◆ Data section ◆

- - -

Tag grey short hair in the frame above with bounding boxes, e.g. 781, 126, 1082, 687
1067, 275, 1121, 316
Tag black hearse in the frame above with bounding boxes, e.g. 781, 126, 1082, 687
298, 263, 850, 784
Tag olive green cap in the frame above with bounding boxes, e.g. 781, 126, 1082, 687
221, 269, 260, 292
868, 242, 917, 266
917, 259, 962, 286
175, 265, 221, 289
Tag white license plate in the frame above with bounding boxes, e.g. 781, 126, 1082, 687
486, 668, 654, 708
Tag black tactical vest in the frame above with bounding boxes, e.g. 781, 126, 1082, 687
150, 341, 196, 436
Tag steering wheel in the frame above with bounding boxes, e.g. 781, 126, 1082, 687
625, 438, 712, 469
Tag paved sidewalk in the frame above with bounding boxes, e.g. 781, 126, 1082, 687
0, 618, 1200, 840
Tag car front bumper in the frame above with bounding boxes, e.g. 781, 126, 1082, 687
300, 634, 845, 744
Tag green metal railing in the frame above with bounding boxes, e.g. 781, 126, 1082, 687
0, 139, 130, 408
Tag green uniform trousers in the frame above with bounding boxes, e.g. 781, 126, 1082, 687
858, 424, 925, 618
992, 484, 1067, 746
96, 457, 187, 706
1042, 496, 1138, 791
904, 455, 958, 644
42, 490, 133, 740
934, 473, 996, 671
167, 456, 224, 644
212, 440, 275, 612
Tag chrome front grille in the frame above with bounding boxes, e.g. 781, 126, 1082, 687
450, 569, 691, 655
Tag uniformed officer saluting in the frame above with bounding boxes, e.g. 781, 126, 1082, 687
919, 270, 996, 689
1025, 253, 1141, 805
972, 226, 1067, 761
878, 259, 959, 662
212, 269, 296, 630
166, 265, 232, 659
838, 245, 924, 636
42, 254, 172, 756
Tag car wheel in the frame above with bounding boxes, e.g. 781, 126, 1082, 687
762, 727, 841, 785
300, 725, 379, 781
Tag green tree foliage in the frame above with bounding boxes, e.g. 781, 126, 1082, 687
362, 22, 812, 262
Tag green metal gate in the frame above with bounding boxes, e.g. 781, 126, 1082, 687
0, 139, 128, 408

- - -

◆ Required task ◆
Rewrite all the records above, replacing each "Tag" with "Mark" and leaving every other character as it is.

◆ Full answer ◆
Mark grey short hair in the frame above with bounding boxes, e.g. 781, 126, 1082, 687
1067, 275, 1121, 316
Mark black hearse in the frame above with bounding boxes, e.g. 781, 126, 1082, 687
298, 263, 850, 784
Mark olive green cap in the frame above with bounding boxes, e.g. 781, 126, 1082, 687
221, 269, 260, 292
868, 242, 917, 266
917, 259, 962, 286
175, 265, 221, 289
Mark white license plate in the frame above with bounding boxes, e.g. 781, 126, 1082, 687
486, 668, 654, 708
Mark black tactical vest in the frame above with bounding boxes, e.g. 781, 126, 1082, 687
150, 341, 196, 436
Mark steering wheel in the frame above with bounding boxes, e.g. 781, 126, 1082, 687
625, 438, 712, 469
Mark paved sidewalk in the frame above with bounding boxes, e.g. 781, 126, 1082, 687
0, 618, 1200, 840
Mark car front bumper in the frame above with bounding boxes, e.g. 781, 126, 1082, 687
300, 634, 845, 744
Mark green metal railing in the frame above with bounding boxes, e.g. 781, 126, 1082, 687
0, 139, 130, 408
Mark green uniform trousers in the frame above with bounding boxes, e.g. 781, 126, 1082, 687
858, 424, 925, 618
992, 484, 1067, 746
96, 457, 187, 706
1042, 496, 1138, 791
904, 455, 958, 644
42, 490, 133, 740
934, 473, 996, 671
167, 456, 224, 644
212, 440, 275, 612
Mark chrome front grille in the frame above with bounding boxes, e.g. 781, 126, 1082, 687
450, 569, 691, 655
Mark uniformed officer saluting in the frame above with bounding boxes, e.g. 781, 126, 1082, 687
919, 270, 996, 689
1025, 253, 1141, 805
972, 226, 1067, 761
878, 259, 959, 662
212, 269, 296, 630
166, 265, 232, 659
838, 245, 924, 636
42, 254, 172, 756
Mark car wheel in the frame above with bounding boxes, e.g. 781, 126, 1082, 687
762, 727, 841, 785
300, 725, 379, 781
Mark green tree foliage in the frame above with bounding boxes, e.g. 781, 126, 1082, 687
362, 22, 812, 262
Mark green metal gate in the frame above with bounding boxes, e.g. 781, 126, 1082, 687
0, 139, 128, 408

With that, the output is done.